→ PROBLEM DETAILS
Once you reach the line containing "Task: put a single marker on each instance of the city", copy it and every line after it exactly, through the end of the data below.

# # #

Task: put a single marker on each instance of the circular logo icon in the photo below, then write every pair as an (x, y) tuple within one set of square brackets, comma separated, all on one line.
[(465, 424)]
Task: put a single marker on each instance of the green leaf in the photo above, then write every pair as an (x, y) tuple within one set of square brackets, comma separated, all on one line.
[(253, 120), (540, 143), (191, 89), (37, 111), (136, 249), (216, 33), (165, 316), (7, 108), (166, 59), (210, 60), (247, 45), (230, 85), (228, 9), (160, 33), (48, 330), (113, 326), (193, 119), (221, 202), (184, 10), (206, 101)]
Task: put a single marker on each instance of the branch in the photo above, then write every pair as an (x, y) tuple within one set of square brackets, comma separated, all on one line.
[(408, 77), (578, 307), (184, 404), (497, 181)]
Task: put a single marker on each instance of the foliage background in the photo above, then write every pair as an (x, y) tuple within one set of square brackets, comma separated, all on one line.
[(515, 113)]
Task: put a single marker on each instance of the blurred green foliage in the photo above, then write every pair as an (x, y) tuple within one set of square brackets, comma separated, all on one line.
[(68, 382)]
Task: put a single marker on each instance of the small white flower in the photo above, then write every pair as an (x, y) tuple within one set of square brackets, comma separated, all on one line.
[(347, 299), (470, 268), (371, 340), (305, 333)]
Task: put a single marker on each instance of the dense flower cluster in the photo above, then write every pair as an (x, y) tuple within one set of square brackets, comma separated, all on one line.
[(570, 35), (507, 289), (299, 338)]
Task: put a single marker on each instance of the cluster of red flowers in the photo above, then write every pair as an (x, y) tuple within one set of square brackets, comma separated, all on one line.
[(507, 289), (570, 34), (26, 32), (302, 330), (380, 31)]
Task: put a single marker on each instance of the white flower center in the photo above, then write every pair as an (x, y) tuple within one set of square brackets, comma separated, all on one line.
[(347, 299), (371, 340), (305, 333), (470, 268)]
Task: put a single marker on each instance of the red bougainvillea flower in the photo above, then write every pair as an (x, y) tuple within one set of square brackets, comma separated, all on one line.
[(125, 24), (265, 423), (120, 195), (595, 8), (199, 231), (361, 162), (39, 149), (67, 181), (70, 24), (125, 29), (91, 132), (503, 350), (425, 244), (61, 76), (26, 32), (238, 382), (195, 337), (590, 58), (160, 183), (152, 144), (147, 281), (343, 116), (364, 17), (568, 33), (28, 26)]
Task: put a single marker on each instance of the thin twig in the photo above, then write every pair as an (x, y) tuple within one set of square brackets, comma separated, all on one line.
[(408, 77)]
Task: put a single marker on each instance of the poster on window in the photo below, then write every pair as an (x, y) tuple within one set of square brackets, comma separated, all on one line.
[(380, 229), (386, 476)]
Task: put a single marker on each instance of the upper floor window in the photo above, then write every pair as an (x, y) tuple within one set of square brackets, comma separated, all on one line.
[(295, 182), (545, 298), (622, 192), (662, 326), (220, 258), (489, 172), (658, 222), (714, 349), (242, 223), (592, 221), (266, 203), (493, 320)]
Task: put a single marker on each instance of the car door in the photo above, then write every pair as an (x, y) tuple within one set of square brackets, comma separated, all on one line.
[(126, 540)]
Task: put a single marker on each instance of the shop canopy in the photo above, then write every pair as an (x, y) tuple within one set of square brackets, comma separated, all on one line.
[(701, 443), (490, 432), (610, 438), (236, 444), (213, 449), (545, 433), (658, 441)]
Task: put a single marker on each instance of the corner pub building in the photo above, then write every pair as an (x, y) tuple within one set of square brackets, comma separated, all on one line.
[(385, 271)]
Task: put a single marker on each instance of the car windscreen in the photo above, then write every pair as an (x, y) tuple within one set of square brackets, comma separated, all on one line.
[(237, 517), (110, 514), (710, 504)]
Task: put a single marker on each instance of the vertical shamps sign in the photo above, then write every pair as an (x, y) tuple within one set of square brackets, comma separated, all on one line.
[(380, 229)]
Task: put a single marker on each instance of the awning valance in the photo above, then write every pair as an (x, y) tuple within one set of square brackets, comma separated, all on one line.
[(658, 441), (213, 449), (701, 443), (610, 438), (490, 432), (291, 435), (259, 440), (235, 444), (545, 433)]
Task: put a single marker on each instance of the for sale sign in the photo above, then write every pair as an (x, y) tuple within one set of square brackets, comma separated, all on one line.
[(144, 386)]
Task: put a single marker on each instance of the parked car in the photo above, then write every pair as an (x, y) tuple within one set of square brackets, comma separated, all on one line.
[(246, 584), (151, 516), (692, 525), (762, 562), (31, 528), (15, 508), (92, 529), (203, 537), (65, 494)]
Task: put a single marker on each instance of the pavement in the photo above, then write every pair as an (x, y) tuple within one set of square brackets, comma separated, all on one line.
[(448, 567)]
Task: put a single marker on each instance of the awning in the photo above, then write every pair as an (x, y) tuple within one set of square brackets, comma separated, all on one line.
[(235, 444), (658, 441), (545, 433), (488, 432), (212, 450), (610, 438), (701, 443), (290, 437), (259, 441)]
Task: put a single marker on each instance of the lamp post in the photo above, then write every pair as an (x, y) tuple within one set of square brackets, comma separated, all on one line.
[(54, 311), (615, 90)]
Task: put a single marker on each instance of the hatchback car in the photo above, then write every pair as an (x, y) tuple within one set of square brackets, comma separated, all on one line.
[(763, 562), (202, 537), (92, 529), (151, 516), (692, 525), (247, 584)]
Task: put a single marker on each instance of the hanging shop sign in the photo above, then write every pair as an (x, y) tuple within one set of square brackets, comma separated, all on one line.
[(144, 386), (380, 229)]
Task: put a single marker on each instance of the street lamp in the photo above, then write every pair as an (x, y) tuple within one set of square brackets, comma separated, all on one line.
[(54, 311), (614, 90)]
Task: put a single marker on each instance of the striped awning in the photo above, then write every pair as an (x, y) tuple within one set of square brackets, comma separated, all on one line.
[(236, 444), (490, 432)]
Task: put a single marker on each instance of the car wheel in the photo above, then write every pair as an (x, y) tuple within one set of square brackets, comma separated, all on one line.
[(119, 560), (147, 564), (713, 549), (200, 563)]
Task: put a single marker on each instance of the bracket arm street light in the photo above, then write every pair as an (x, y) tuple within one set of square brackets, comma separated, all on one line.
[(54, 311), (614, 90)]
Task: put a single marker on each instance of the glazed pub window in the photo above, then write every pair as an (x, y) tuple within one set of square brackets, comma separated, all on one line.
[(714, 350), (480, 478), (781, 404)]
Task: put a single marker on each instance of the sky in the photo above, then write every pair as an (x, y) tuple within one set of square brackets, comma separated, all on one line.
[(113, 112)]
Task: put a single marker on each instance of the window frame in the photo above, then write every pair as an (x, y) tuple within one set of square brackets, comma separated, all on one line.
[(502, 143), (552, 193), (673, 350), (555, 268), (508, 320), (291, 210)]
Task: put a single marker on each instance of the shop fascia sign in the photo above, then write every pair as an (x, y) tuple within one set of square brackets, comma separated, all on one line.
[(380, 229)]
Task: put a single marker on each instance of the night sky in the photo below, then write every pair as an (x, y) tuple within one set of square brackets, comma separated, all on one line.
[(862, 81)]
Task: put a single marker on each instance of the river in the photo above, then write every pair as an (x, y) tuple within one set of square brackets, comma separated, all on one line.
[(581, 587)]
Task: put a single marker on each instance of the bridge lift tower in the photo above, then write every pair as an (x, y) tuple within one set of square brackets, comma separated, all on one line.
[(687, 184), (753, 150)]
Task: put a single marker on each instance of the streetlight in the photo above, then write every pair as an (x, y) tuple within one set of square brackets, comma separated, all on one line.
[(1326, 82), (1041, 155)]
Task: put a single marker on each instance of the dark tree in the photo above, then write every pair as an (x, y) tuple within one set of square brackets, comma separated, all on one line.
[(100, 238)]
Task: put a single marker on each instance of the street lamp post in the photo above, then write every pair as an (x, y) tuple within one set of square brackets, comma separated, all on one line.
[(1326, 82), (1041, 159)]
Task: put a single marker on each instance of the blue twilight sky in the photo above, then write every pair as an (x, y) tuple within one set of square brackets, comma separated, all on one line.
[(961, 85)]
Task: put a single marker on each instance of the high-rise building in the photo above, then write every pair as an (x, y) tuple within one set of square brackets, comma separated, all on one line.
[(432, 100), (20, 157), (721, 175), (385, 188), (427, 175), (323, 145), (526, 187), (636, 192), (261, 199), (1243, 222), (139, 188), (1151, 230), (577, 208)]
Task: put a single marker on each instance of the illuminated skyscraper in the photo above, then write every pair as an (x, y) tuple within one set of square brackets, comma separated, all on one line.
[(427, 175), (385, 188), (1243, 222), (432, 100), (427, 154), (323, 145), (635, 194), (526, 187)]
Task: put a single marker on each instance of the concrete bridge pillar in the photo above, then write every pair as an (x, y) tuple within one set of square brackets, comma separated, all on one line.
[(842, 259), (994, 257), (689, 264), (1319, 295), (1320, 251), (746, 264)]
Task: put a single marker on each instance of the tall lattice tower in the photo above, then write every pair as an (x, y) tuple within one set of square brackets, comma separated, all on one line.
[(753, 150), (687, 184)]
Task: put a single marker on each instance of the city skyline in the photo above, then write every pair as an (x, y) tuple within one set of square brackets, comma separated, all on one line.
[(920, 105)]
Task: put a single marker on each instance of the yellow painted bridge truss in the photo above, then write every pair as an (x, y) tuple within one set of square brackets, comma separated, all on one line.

# # #

→ RESULT FOR THIS TASK
Task: put a single marker on each instance of the city skyline in the photo above, then write every pair as an (x, y) tuple within one set of square brackets, comma separated, all on one line.
[(920, 105)]
Task: put a single marker on each instance of the yellow painted bridge truss in the photo above, then write every pair as an (x, y) tuple within one set of square brackets, comma separated, all on one line.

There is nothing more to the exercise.